**Given request**
Return every line from the items below that contains the word "tree", copying each such line in full.

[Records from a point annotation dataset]

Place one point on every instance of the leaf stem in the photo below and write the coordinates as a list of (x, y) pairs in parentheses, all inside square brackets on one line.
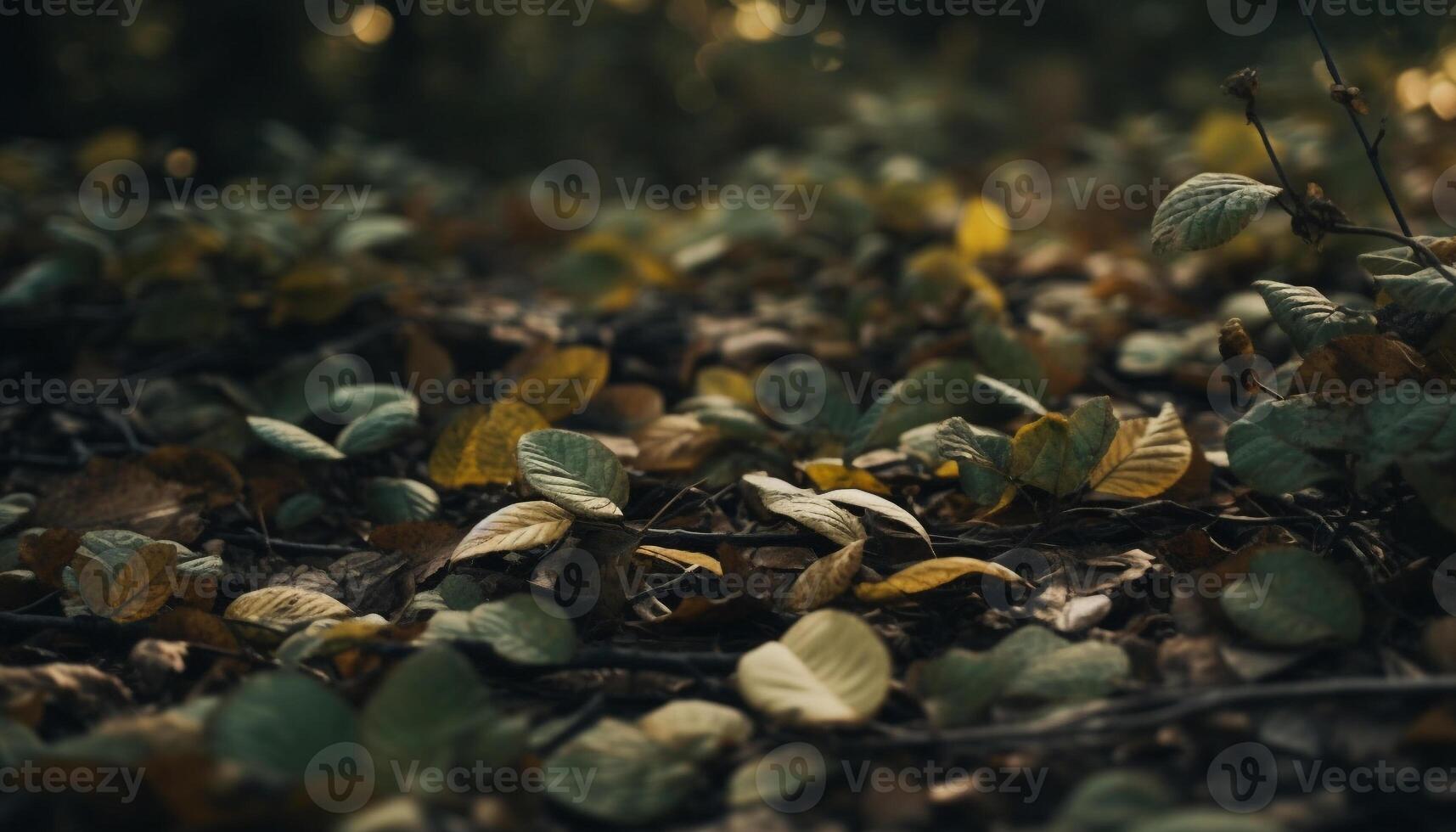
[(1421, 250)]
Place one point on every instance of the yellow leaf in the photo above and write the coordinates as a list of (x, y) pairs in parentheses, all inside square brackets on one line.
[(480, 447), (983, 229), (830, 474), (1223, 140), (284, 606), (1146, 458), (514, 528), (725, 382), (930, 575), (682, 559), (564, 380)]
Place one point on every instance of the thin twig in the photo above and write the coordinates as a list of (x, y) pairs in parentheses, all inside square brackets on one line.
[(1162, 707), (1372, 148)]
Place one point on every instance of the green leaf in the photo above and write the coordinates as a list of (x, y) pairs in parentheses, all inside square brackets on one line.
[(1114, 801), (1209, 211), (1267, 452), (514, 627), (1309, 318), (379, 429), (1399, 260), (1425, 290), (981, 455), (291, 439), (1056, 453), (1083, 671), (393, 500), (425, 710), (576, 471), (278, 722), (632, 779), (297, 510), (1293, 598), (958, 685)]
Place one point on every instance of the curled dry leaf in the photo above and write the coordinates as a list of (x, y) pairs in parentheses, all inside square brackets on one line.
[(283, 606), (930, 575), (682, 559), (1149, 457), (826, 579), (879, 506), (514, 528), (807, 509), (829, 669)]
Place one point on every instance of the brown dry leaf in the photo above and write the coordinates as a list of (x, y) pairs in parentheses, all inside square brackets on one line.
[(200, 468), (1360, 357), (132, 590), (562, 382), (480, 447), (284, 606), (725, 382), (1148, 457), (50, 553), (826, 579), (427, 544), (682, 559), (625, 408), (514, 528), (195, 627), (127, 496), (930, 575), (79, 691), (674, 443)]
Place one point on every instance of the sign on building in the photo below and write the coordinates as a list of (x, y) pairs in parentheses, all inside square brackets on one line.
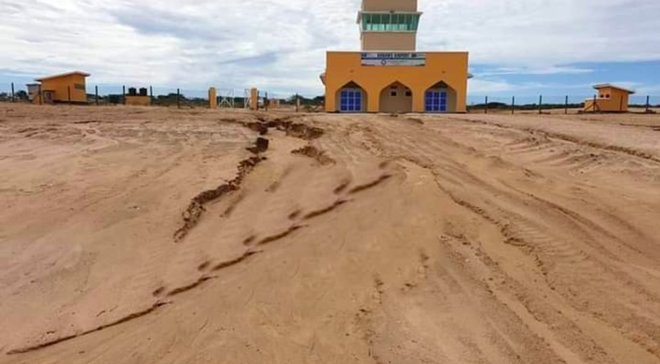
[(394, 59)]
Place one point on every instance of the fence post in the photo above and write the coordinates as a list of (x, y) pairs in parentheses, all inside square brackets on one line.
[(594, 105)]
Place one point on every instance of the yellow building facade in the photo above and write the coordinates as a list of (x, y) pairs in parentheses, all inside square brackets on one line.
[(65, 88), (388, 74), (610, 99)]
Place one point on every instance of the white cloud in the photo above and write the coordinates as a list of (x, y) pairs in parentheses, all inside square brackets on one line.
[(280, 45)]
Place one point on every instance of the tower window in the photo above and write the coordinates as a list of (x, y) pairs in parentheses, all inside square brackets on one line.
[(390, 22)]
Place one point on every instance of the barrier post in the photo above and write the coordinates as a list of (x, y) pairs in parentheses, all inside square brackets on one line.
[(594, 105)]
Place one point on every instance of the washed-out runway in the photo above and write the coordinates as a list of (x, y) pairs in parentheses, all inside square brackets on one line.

==

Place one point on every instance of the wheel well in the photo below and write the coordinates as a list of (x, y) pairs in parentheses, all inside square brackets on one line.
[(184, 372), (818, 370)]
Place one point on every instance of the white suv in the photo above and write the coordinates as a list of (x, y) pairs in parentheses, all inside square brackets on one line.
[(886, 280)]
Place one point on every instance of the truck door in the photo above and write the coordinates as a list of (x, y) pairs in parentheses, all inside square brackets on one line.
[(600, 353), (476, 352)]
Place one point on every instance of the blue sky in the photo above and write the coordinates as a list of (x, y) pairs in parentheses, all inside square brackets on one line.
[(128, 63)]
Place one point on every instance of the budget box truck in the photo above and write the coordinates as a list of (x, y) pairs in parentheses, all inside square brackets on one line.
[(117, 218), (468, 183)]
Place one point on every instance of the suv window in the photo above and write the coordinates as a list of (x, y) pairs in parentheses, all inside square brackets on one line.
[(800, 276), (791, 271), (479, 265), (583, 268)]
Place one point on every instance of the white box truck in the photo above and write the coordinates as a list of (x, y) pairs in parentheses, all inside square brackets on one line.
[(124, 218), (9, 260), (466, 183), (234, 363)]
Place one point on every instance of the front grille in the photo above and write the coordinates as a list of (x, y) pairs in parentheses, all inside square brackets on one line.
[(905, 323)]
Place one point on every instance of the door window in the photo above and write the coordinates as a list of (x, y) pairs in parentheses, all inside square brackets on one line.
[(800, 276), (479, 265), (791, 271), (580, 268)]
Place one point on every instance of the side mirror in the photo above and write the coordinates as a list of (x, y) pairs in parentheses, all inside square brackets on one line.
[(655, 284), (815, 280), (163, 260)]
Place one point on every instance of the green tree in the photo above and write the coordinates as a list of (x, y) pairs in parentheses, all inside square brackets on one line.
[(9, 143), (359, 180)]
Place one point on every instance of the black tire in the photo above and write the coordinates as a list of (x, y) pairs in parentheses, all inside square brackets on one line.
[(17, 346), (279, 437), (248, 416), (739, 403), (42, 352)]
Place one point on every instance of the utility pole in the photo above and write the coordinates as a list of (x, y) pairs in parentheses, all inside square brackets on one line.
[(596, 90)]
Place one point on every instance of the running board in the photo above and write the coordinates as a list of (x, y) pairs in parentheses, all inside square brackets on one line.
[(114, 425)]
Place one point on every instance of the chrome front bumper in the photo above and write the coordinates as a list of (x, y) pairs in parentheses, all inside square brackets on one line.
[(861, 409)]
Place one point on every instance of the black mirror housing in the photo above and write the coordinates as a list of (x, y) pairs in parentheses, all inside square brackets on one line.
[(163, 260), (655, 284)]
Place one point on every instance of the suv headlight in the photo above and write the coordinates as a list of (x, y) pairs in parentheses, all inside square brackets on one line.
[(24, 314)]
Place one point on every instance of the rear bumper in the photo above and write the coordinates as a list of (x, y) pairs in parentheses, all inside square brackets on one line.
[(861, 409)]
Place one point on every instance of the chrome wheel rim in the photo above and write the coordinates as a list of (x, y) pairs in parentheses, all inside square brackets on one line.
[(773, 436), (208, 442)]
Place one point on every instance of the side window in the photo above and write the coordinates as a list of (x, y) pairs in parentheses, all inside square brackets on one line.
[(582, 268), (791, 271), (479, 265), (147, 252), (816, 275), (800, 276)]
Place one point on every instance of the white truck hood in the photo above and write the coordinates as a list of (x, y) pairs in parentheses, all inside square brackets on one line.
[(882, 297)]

...

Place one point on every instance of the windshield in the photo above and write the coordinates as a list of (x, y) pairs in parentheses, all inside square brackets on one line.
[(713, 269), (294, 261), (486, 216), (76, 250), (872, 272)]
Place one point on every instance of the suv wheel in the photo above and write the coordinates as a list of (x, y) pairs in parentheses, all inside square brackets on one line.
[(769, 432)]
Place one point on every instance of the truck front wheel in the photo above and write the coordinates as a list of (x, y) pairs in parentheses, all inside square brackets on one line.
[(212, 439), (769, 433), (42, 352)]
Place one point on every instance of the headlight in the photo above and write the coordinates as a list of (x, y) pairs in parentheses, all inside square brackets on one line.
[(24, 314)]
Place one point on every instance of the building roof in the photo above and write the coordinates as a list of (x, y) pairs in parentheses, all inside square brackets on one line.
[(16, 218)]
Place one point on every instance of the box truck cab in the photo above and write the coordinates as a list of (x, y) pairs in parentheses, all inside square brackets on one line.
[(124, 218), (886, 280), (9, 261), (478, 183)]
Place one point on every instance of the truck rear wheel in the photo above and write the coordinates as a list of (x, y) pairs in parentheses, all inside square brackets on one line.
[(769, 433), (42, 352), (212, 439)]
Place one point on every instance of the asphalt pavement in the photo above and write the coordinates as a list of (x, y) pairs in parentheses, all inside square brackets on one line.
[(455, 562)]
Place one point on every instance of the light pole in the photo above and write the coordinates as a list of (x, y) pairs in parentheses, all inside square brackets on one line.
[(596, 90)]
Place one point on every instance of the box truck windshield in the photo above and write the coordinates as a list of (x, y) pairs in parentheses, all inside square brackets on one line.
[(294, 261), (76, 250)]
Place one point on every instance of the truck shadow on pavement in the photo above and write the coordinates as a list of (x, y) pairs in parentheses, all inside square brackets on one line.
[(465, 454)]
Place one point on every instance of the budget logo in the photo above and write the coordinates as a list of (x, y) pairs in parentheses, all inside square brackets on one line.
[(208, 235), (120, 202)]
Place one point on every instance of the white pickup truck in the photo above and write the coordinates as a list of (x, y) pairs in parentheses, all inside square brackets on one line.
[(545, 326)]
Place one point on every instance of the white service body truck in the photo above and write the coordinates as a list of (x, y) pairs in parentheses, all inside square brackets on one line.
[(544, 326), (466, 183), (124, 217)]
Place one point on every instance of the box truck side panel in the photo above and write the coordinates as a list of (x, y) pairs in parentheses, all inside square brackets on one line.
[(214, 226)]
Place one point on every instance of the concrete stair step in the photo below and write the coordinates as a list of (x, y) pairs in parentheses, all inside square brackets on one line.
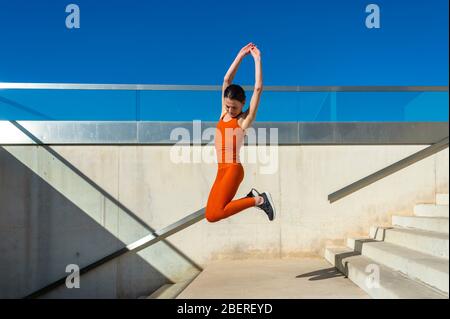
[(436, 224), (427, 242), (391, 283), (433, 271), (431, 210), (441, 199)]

**The result**
Place one point on every instance of the green tree in the photo above and write the coordinates as a list of (x, y) pairs in parentheses, all inside square brackets on one line.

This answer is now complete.